# Problems to solve
a - In the text on farts, what are the pockets called that form when gas erodes the intestinal wall?
b - Copy the part of the text on farts that begins at the words "5 Weird facts" and stops after "ain't no picnic.", but put "small pouches" in place of "diverticula" each time it appears.

# Excerpt
══════════════════════════════

5 Weird facts about farts you evner knew
Holding it in may cause major health repercussions
Farts are essentially a cocktail of various gases—mostly nitrogen, hydrogen, carbon dioxide, and methane (only a tiny portion of that actually smells). When your body naturally wants to push something out and you consciously won't allow it, it's not like all that flatulence disappears. Instead, the gas can erode parts of the intestinal wall, creating pockets called diverticula. And if the diverticula get infected, the painful condition diverticulitis may develop. Also, weak spots may develop along the colon which ain't no picnic.
Naked farts could transmit germs
Typically, it's safe to assume bottoms are clothed while farting. That clothing acts as a filter, combing the wind any potentially passes bacteria—primarily streptococcus pyogenes , which can summon all sorts of upsetting health issues including actual skin-eating disease. But without that first line of clothing defense, there's no telling.

══════════════════════════════

# Information

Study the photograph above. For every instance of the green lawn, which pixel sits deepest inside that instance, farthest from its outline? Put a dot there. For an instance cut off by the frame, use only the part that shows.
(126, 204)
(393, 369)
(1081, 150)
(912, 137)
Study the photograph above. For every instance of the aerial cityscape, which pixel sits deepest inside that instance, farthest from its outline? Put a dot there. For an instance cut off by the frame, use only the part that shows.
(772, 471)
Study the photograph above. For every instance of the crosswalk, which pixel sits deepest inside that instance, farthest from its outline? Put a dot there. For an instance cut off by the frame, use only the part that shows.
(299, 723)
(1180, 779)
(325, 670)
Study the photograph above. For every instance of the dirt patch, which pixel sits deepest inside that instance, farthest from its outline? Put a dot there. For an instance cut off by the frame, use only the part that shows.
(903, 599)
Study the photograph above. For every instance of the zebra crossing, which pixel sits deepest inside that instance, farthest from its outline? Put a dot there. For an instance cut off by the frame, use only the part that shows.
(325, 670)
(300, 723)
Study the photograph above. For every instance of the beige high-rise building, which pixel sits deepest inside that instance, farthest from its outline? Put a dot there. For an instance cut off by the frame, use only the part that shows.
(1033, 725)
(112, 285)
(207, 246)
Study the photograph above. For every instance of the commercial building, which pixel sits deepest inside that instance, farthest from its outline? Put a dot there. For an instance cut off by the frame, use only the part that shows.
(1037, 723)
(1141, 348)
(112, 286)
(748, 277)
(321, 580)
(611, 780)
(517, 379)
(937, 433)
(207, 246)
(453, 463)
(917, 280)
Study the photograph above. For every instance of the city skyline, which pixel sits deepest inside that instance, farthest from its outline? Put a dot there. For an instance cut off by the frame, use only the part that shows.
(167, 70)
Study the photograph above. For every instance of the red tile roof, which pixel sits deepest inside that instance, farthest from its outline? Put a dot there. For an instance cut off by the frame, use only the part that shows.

══════════════════════════════

# Answers for the tasks
a - They are called diverticula.

b -
5 Weird facts about farts you evner knew
Holding it in may cause major health repercussions
Farts are essentially a cocktail of various gases—mostly nitrogen, hydrogen, carbon dioxide, and methane (only a tiny portion of that actually smells). When your body naturally wants to push something out and you consciously won't allow it, it's not like all that flatulence disappears. Instead, the gas can erode parts of the intestinal wall, creating pockets called small pouches. And if the small pouches get infected, the painful condition diverticulitis may develop. Also, weak spots may develop along the colon which ain't no picnic.